What to produce
In the forum thread below about the JPEG-to-PDF code, why does the reply call the comparison of *outPDFSize with pPDF->currentOffSet natural? Answer in one to three sentences.

Excerpted passage
|
In the function Jpeg2PDF_GetFinalDocumentAndCleanup(), the address of the pdfFinalSize variable is passed to be assigned with the final PDF file size.
However, the conditional block at the top of the function compares the variable's value instead of the variable's address:
if (outPDF && (*outPDFSize >= pPDF->currentOffSet))
Shouldn't it be outPDFSize instead of *outPDFSize ?
Thank you.
|
|
|
|
|
The code should be correct.
outPDFSize is a pointer to UINT32 and pPDF->currentOffSet is in UINT32 type.
So doing *outPDFSize comparison with pPDF->currentOffSet is very natural.
Not exactly sure why the code fails at this line. But if you have the call stack, it could explain easily.
|
|
|
|
|
Thank you very much for your speedy reply. If I may just clarify one other point, please.
Is that statement comparing memory addresses or their contained values? Because:
1. the function is called with the address of pdfSize:
Jpeg2PDF_GetFinalDocumentAndCleanup(pdfId, pdfBuf, &pdfSize);
2. *outPDFSize would return the contained value (uninitialized) while outPDFSize would return the address.
Perhaps I'm wrong in my understanding of point #2. Thank you so much for your time.
|
|
|
|
|
Thanks for your article..
I am new to PDF and imaging stufff... So one quick question.
I would like to know if it is possible to insert images as per their size. It seems that images are shown in full screen.
However, I know that I have read somewhere that PDF is resolution independent.
But if you could throw some light on how to adjust image size according to the actual scanned jpeg image size. I would be great. Iff it could be done. Thanks again
|
|
|
|
|
why is 256 Images,not other number?
|
|
|
|
|
This is great stuff in it's simplicity.
You have saved me a lot of time. 
|
|
|
|
|
how to merge it into project?
forum? bugtracker? svn access to https://jpeg2pdf.svn.sourceforge.net/svnroot/jpeg2pdf ?
|
|
|
|
|
How to remove the max 250 pages limitation? Such limitation is too much severe.
|
|
|
|
|
One of the principle of programming is:
Simplicity v.s. limitation.
I do prefer to pursue the simplicity with reasonable limitation.
You can always change the max page limitation to the number that you want. e.g. 10000
If you do want to remove the limitation, then go ahead and change the code as you desire.
|
|
|
|
|
Hello Hao Hu,
I need to get programmatically DPI from JPEG. How to do it? Your code gets only the pixel dimensions.

Data listing
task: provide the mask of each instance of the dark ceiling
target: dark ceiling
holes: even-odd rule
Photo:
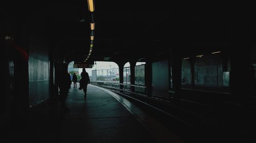
[[[168,1],[95,0],[95,40],[90,60],[154,56],[170,48],[189,54],[228,47],[237,25],[234,22],[243,17],[223,3]],[[9,3],[7,9],[46,20],[44,29],[56,58],[84,60],[90,48],[87,1],[19,3]],[[84,22],[79,21],[82,19]]]

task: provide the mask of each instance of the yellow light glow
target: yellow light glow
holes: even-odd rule
[[[94,3],[93,0],[88,0],[88,8],[90,12],[94,11]]]
[[[95,23],[91,23],[91,30],[94,30],[94,26],[95,25]]]
[[[93,41],[94,40],[94,36],[91,36],[91,40]]]
[[[203,54],[199,55],[197,55],[197,57],[202,57],[202,56],[203,56],[203,55],[204,55]]]
[[[217,51],[217,52],[212,52],[211,53],[212,54],[214,54],[214,53],[219,53],[219,52],[221,52],[221,51]]]

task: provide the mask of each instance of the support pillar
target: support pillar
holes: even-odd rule
[[[147,96],[152,96],[152,60],[147,59],[145,67],[145,82],[146,87],[146,94]]]

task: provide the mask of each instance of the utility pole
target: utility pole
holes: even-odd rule
[[[107,79],[109,79],[109,70],[106,70],[106,73],[108,74],[108,78]]]
[[[111,66],[112,65],[109,65],[109,66],[110,66],[110,81],[111,79]]]

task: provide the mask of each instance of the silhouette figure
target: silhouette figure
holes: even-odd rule
[[[70,80],[70,75],[68,73],[68,64],[64,63],[61,65],[59,79],[60,100],[61,107],[64,109],[68,109],[68,107],[66,105],[65,101],[68,97],[68,93],[72,81]]]
[[[75,87],[76,88],[76,82],[77,82],[77,77],[76,76],[76,75],[75,73],[74,73],[73,74],[72,81],[73,81],[73,82],[74,83],[74,87],[73,87],[73,88],[75,88]]]
[[[88,84],[90,84],[90,78],[89,75],[88,75],[88,73],[86,72],[86,69],[82,69],[82,72],[81,73],[81,76],[82,78],[80,80],[80,87],[79,88],[79,90],[82,89],[83,90],[83,92],[84,93],[84,95],[83,96],[84,97],[86,97],[87,92],[87,85]]]

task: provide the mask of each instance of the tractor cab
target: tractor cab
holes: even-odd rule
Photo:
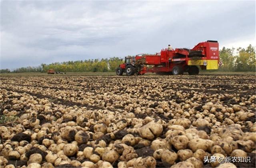
[[[116,72],[118,75],[122,75],[125,72],[128,76],[133,75],[135,73],[135,57],[127,56],[125,57],[124,63],[120,64],[116,68]]]
[[[124,63],[126,66],[129,64],[134,66],[135,64],[135,57],[132,56],[126,56],[124,59]]]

Response below
outPDFSize is a pointer to UINT32, and pPDF->currentOffSet is of type UINT32. Comparing *outPDFSize, the UINT32 value the pointer refers to, with pPDF->currentOffSet therefore compares two values of the same type.